[[ Data extract, beginning ]]

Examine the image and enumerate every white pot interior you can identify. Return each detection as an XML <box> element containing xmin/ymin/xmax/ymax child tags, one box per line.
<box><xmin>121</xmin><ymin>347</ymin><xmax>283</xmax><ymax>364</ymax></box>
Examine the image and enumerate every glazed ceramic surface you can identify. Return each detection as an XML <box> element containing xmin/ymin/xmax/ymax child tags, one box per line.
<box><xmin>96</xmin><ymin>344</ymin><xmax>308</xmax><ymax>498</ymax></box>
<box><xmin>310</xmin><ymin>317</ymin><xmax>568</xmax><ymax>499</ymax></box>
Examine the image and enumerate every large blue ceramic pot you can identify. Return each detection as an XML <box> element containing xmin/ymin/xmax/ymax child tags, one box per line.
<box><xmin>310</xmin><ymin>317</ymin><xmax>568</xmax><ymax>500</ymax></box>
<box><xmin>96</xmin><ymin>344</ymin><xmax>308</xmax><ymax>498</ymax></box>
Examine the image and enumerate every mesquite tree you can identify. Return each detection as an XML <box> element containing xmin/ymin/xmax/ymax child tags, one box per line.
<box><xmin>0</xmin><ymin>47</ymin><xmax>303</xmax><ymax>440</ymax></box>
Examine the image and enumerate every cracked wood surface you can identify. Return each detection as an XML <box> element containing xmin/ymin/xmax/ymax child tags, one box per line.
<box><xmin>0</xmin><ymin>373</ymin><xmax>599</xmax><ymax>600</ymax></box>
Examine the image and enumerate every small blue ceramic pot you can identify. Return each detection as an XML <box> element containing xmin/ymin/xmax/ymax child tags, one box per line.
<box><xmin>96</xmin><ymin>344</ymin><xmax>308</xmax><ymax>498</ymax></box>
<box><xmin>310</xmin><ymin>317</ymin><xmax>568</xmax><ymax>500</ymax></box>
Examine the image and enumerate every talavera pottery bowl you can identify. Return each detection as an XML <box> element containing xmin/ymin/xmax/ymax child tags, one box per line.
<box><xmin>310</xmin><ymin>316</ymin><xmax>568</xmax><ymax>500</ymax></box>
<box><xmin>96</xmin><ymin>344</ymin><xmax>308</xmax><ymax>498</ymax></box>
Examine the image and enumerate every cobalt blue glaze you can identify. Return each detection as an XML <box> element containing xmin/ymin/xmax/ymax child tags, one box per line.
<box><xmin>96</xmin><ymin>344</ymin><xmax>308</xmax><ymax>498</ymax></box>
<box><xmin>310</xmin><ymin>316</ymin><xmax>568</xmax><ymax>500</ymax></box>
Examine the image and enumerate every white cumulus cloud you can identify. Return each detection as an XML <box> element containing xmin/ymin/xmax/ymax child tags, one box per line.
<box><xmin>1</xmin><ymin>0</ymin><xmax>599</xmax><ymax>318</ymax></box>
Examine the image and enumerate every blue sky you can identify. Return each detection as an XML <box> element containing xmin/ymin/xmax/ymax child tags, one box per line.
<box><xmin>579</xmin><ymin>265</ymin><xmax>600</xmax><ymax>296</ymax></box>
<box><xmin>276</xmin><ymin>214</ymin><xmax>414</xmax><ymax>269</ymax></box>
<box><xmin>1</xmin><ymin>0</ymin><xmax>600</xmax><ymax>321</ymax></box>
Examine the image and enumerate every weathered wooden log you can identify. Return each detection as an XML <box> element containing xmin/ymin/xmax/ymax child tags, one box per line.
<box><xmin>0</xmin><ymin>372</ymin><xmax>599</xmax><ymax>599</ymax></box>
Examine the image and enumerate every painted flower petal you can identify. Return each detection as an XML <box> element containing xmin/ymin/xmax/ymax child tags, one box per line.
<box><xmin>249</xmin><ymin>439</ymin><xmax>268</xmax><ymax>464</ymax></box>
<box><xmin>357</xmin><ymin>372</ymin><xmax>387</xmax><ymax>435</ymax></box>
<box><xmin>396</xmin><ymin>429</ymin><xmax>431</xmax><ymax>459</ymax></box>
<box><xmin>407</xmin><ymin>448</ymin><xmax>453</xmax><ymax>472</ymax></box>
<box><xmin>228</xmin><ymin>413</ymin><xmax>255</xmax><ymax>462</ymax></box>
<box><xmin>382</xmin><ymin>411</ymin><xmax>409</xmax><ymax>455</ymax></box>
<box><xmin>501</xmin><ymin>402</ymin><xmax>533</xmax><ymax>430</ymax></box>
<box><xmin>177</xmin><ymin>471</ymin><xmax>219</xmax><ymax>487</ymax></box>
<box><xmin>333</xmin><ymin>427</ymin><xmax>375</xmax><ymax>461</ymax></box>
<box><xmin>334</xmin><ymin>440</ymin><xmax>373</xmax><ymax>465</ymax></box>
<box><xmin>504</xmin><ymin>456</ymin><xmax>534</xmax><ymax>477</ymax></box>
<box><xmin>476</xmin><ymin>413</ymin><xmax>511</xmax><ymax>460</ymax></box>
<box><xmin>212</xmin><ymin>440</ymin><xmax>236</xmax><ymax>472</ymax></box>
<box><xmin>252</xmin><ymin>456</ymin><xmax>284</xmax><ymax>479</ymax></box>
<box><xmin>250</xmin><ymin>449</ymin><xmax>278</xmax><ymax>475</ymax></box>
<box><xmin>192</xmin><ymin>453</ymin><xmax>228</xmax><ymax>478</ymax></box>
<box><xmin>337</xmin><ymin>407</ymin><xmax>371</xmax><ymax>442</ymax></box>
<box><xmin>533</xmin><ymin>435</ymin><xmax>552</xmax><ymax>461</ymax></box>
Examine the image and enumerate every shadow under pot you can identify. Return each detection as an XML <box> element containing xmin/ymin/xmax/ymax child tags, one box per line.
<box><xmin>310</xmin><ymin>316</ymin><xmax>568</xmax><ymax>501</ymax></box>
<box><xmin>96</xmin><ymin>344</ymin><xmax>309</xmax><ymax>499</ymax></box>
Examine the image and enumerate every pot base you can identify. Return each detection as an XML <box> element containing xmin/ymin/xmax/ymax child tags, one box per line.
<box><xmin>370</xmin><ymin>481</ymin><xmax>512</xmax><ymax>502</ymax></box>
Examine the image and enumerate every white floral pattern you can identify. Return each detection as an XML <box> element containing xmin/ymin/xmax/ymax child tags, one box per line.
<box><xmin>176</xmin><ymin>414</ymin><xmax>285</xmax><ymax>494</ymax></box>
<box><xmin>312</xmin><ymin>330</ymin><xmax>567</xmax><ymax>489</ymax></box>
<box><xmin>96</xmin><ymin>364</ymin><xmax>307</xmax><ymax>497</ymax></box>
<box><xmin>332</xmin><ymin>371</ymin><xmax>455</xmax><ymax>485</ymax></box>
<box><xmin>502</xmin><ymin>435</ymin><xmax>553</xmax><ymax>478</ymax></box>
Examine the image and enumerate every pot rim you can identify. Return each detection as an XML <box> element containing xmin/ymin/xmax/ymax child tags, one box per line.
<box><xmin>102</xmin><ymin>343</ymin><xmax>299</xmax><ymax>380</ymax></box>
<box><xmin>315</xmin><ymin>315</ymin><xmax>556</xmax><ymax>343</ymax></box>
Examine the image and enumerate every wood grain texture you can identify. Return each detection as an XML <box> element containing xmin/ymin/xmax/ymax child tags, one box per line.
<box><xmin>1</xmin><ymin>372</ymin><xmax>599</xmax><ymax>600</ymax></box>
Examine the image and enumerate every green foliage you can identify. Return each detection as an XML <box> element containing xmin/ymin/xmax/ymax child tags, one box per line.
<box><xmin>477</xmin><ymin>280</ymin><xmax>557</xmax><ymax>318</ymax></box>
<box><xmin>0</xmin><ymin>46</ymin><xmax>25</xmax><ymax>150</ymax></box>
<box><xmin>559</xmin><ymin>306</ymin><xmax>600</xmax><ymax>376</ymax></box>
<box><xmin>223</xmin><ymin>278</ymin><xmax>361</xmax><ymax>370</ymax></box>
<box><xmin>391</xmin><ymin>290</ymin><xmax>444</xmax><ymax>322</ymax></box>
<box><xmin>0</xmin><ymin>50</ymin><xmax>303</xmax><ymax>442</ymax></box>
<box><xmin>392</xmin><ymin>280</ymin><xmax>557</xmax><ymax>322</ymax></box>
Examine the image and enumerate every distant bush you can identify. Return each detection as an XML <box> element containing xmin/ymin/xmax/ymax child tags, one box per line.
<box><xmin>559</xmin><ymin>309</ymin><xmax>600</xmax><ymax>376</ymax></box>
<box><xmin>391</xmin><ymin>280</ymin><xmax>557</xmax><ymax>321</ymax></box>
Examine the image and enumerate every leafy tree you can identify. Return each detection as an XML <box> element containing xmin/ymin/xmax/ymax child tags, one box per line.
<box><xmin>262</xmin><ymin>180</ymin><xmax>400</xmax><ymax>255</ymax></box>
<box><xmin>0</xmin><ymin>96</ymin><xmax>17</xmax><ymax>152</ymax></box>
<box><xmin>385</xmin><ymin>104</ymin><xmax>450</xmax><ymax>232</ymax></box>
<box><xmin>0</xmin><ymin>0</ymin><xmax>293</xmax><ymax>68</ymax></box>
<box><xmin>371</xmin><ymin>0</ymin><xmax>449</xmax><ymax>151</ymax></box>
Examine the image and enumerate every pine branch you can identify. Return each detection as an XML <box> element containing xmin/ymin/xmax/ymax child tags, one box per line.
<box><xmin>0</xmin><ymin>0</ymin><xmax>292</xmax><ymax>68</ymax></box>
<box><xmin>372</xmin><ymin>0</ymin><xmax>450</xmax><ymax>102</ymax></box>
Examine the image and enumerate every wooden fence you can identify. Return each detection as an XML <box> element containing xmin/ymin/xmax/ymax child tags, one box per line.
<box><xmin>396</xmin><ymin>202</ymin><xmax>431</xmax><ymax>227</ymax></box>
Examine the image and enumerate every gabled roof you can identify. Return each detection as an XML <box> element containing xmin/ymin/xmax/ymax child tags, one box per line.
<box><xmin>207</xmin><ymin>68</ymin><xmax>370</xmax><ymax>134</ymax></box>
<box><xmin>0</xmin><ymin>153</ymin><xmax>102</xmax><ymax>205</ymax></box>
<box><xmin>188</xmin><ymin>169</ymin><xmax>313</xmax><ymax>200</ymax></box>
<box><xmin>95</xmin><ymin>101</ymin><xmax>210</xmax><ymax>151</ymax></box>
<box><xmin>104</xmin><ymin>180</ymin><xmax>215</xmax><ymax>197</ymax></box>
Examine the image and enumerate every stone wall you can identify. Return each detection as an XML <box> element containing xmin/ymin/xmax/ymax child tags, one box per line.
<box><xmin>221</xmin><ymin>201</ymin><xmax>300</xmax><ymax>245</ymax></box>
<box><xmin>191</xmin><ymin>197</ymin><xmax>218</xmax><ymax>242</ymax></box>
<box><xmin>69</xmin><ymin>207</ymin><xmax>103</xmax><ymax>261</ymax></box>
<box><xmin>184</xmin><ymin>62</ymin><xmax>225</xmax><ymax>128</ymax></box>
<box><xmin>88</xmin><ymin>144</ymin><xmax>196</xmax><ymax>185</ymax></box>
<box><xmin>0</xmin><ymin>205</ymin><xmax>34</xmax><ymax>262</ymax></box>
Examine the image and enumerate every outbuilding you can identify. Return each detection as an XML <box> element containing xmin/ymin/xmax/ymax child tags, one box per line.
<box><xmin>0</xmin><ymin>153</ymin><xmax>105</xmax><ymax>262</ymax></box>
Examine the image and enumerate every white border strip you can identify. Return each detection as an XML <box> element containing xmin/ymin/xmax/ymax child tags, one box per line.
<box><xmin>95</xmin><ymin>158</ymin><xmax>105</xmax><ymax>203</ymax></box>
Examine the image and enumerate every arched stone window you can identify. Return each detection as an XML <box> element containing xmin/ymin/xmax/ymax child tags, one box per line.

[[ Data extract, end ]]

— Required action —
The required answer is the line with "Examine the image and enumerate every white border" plus every line after it to the end of the entries above, transcribed exactly.

— Reply to the task —
Examine the image and enumerate every white border strip you can identify. Return each detection as an XML <box> element containing xmin/ymin/xmax/ymax child tags, one box per line.
<box><xmin>95</xmin><ymin>158</ymin><xmax>105</xmax><ymax>203</ymax></box>
Examine the image and enumerate every arched stone window you can identify. Return each detection as an XML <box> element containing xmin/ymin/xmax/ymax child tags, one box per line.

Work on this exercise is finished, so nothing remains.